EXTRAIT SOURCE:

LES DOSSIERS

« Port-Mélo » d’Edem : Grand prix littéraire de l’Afrique noire 2006  

L’Association des écrivains de langue française a décerné le Grand prix littéraire de l’Afrique noire 2006 à l’écrivain Edem pour son roman « Port-Mélo »*. Un coup d’essai qui s’est révélé comme un coup de maître car étant le premier roman publié de l’auteur.

Avec son premier roman qui entre dans le monde de la littérature francophone avec une distinction, l’écrivain Edem vient de se découvrir, tant soi peu, comme une promesse dans la création littéraire au niveau du continent, promesse qui se révèle comme une nouvelle touche scripturale tant son texte sort des sentiers battus du roman africain. Avec Williams Sassine, Sony Labou Tansi, Ahmadou Kourouma, Tierno Monénembo, Henri Lopes, et aujourd’hui Alain Mabanckou, pour ne citer que ces quelques noms , Edem vient d’agrandir le cercle des « nouveaux romanciers » africains.

CONSIGNE: Rédigez la suite de l'article sur « Port-Mélo » d'Edem, à partir de sa dernière phrase. Les items qui viennent ensuite forment un matériau distinct de l'article.

Enregistrements d'annotation par coordonnées:
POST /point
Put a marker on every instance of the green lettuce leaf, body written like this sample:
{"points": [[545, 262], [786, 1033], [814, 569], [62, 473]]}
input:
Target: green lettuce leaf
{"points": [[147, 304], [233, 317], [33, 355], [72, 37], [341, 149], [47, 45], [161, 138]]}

RÉPONSE RÉDIGÉE:
« Port-Mélo » ou le roman des romans

Port-Mélo se présente comme une superposition de plusieurs récits dont chacun se découvre à travers un personnage central. De l’incipit à la clausule, se dé-roule le tableau sombre d’une Afrique qui se cherche encore. Et le personnage d’Orpheus, le chef de la P.J. de la ville de Port-Mélo nous fait revivre le vécu quotidien de ces dernières années de certaines sociétés africaines. Port-Mélo, c’est l’addition des aventures de Christophe Mélo, de mère Cori, de Joséphine, de Manuel et d’Orpheus Bambara, cinq personnages autour desquels se développent les récits rapportés dans le roman.

Christophe Mélo : une tragédie malgré elle

N’ayant pas respecté le langage des cauris, l’étudiant Mélo, après une manifestation populaire qui a mal tourné, se retrouve devant l’immonde Orpheus Bambara, le chef de la P.J. Commencent alors ses mésaventures quand il est arrêté et pris pour un espion au cours de l’interrogatoire : « Avoue que tu espionnais. FBI ? Mossad ? KGB ? » (p.16), lui lance Orpheus avant de lui demander de dénoncer son ami Manuel recherché par le chef de la P.J. et sa milice qui seront à l’origine de plusieurs tragédies à Port-Mélo.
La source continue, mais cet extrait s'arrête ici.